Pick out each line in the entries below that contains the word "level" and copy those lines.
=-=-=
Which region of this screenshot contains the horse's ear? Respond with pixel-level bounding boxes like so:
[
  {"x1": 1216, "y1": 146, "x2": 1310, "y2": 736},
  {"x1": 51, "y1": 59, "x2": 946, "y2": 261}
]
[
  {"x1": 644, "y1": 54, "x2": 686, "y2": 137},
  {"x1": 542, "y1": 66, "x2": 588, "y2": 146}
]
=-=-=
• PROBLEM SOLUTION:
Which region of this screenshot contains the horse's ear? Respond with pixel-level bounding boxes like so:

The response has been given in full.